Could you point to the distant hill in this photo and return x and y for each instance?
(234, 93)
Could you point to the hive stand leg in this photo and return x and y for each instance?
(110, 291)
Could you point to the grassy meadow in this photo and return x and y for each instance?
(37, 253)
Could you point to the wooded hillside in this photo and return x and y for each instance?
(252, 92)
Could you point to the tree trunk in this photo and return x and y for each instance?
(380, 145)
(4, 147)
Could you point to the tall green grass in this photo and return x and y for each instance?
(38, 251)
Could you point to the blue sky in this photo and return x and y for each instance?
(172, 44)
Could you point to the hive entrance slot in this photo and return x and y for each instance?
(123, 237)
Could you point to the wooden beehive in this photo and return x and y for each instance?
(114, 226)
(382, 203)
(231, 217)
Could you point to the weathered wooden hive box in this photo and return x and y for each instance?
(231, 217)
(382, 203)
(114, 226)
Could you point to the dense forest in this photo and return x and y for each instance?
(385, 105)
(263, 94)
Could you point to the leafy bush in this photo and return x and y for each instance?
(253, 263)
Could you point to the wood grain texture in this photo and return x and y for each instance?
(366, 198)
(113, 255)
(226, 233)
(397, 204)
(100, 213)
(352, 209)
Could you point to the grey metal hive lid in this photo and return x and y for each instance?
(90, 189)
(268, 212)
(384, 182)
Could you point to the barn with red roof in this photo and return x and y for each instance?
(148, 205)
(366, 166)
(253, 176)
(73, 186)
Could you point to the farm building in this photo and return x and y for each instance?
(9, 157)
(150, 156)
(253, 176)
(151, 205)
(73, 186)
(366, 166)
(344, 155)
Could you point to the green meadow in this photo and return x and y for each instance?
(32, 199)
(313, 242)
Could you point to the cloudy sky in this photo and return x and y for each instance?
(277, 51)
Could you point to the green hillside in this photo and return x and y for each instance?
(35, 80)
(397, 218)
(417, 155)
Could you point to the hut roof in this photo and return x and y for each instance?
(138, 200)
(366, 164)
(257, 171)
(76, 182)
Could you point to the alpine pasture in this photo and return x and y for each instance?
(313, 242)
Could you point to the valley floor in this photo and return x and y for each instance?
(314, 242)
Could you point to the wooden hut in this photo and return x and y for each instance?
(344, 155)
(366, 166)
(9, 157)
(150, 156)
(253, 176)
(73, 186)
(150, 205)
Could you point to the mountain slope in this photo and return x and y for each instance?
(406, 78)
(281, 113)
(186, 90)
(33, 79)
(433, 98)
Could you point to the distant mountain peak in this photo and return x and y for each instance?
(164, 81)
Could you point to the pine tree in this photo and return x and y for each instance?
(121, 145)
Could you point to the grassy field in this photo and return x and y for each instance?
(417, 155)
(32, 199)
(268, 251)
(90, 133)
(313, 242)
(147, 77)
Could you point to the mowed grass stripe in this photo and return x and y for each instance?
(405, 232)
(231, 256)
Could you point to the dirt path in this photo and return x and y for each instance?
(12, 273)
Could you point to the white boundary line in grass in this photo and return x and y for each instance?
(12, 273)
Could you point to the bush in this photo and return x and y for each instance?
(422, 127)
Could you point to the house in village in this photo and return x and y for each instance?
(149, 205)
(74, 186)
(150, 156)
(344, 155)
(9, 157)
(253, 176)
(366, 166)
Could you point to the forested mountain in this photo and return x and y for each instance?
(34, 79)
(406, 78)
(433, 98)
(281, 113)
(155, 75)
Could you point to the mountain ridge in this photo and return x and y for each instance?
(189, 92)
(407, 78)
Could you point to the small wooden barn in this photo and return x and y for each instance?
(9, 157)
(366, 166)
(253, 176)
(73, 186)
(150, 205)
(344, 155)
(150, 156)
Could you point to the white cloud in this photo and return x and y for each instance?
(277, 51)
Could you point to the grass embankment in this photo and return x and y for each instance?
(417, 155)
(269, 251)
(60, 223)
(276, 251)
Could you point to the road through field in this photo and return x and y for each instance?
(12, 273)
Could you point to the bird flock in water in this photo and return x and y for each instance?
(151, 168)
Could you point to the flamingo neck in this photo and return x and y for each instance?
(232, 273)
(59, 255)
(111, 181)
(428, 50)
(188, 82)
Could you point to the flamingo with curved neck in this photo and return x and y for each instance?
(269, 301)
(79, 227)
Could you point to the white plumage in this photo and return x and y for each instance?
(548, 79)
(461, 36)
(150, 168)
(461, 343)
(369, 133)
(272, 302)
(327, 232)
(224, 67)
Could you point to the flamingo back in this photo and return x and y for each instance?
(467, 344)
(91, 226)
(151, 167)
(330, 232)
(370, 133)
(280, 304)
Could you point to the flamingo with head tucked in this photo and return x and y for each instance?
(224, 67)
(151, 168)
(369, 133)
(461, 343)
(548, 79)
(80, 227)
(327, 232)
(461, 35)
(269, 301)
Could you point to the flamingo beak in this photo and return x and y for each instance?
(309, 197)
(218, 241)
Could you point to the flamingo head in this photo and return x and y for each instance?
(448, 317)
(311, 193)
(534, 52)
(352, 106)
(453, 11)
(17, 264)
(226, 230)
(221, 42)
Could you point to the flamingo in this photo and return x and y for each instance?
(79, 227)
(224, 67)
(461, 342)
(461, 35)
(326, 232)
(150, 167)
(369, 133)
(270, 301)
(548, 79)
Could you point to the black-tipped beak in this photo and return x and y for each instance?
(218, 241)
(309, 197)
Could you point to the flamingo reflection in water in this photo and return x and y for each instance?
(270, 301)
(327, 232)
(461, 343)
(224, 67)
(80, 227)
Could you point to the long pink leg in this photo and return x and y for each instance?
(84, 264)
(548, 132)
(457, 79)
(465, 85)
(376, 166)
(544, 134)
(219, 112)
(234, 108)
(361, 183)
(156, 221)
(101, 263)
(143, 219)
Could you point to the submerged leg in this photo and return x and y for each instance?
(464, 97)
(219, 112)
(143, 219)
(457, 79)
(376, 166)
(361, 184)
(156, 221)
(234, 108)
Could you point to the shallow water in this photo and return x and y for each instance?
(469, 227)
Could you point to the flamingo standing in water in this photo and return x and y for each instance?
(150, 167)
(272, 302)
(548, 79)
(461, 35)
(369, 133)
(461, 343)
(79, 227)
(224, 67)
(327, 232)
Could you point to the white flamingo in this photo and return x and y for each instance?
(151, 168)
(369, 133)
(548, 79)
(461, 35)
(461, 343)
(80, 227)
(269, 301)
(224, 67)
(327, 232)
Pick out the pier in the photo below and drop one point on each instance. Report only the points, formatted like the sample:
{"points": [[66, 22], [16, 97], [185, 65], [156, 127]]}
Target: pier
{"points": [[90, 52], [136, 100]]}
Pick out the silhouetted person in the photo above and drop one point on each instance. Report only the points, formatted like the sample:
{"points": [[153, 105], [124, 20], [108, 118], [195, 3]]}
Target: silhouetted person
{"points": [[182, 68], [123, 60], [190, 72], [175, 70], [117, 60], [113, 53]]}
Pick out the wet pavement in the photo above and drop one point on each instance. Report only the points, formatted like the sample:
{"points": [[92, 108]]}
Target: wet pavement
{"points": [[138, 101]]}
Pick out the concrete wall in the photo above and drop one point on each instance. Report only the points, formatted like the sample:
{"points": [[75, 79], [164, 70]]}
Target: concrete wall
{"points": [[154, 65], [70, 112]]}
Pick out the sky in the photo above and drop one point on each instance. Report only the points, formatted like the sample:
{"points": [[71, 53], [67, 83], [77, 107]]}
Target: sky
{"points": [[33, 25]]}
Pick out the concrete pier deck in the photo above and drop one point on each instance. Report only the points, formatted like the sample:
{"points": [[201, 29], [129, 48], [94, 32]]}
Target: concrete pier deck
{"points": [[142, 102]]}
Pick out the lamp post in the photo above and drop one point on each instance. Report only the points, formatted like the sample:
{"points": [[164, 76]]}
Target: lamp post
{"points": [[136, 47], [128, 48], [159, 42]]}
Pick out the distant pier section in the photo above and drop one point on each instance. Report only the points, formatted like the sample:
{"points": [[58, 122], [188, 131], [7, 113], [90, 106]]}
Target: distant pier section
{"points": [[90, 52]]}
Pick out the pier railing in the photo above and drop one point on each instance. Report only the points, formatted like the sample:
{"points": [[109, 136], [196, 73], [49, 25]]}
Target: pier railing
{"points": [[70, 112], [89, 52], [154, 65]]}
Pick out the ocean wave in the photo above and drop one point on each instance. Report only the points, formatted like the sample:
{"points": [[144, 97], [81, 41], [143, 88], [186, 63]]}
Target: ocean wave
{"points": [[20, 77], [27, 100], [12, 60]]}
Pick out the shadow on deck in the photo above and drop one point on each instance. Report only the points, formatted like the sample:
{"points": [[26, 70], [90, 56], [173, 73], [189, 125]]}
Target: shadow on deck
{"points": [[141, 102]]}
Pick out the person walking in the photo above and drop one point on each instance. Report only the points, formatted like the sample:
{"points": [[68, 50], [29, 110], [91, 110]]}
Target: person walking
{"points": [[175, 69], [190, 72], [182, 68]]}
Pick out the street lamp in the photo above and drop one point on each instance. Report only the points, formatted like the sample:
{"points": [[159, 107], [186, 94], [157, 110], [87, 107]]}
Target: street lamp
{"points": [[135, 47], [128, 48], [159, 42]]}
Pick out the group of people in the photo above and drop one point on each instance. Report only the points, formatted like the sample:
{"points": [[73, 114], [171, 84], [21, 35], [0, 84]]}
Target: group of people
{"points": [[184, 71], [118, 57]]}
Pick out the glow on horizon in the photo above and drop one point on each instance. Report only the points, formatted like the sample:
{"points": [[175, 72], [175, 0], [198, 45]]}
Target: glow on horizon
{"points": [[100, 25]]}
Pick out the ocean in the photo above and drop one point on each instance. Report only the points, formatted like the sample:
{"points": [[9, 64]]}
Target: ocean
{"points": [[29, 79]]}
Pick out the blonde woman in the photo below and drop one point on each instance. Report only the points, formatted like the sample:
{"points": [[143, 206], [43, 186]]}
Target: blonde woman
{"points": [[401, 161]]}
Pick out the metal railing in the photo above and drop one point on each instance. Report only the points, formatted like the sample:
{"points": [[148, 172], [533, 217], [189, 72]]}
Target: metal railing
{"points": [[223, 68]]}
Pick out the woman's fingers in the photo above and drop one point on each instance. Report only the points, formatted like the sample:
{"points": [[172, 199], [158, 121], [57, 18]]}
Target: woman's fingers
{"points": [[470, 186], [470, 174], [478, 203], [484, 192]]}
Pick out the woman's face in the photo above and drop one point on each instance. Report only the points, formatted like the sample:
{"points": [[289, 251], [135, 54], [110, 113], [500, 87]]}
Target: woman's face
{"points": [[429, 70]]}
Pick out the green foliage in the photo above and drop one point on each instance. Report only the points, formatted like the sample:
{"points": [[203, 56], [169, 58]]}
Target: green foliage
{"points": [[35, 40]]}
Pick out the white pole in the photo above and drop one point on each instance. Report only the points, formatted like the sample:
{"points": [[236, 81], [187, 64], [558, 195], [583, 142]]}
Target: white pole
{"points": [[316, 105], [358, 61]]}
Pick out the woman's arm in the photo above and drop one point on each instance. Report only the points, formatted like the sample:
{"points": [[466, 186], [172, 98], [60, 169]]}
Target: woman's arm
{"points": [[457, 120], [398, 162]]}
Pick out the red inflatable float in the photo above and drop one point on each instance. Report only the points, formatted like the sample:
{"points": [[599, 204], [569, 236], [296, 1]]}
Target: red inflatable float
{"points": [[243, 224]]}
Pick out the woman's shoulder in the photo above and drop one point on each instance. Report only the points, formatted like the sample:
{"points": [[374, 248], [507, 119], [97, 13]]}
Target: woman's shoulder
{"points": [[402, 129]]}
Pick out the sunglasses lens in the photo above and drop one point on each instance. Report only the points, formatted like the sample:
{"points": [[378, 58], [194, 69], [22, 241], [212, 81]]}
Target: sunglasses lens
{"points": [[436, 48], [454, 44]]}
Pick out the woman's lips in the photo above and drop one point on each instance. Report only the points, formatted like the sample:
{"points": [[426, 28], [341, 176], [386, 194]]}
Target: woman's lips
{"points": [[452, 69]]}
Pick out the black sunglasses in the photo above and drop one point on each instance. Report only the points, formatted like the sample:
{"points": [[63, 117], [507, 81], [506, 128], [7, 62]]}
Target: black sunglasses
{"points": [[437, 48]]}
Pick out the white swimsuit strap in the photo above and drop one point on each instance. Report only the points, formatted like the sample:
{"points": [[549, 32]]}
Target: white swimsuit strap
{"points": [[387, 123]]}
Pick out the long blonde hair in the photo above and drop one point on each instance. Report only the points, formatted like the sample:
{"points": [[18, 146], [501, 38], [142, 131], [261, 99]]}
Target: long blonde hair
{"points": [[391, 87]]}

|---|

### Written instruction:
Please quote exactly the lines from the one containing "Pick out the black" through the last line of the records above, both included, and nothing else.

### The completed task:
Pick out the black sunglasses in the photo above and drop one point on each instance. Report only the points, formatted like the sample:
{"points": [[63, 117], [507, 81], [506, 128], [7, 62]]}
Target: black sunglasses
{"points": [[437, 48]]}
Pick out the white swimsuit strap in the photo above and drop one point on each instance. Report only the points, formatted like the sample:
{"points": [[549, 32]]}
Target: white swimsuit strap
{"points": [[387, 123]]}
Pick out the long blonde hair in the photo above and drop one point on each instance. Report only the points, formatted like the sample:
{"points": [[18, 146], [501, 38], [142, 131], [261, 99]]}
Target: long blonde hair
{"points": [[391, 87]]}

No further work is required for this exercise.